Stated exercise:
Count the lines in the records below that contain the string "jacket", matching case exactly, and reply with that number alone.

Data listing:

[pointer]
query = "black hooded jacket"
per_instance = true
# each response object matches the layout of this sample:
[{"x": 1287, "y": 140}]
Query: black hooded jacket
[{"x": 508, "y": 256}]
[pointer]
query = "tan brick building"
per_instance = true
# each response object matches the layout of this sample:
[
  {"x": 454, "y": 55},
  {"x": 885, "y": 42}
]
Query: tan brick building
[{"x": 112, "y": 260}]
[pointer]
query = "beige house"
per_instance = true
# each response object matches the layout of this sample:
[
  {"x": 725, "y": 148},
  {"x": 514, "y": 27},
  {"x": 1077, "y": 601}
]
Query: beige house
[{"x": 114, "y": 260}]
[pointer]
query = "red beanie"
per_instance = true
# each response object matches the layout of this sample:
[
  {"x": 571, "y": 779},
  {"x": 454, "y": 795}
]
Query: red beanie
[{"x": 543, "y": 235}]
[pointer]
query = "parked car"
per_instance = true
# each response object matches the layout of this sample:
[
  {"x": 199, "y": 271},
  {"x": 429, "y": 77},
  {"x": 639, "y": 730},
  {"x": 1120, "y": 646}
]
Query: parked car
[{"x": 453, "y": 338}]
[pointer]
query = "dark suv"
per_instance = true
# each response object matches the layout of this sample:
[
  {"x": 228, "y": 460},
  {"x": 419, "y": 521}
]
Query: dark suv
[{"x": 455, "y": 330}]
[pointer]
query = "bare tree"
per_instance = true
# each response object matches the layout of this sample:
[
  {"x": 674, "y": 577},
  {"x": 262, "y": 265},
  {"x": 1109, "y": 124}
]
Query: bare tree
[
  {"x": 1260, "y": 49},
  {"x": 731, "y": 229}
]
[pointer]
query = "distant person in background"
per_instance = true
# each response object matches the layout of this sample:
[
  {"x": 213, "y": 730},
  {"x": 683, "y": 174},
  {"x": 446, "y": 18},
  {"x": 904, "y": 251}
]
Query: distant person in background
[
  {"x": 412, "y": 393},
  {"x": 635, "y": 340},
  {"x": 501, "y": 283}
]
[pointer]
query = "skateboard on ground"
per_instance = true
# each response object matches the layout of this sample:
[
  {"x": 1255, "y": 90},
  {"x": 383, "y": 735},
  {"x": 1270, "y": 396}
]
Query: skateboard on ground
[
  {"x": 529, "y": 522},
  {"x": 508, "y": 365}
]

Answer:
2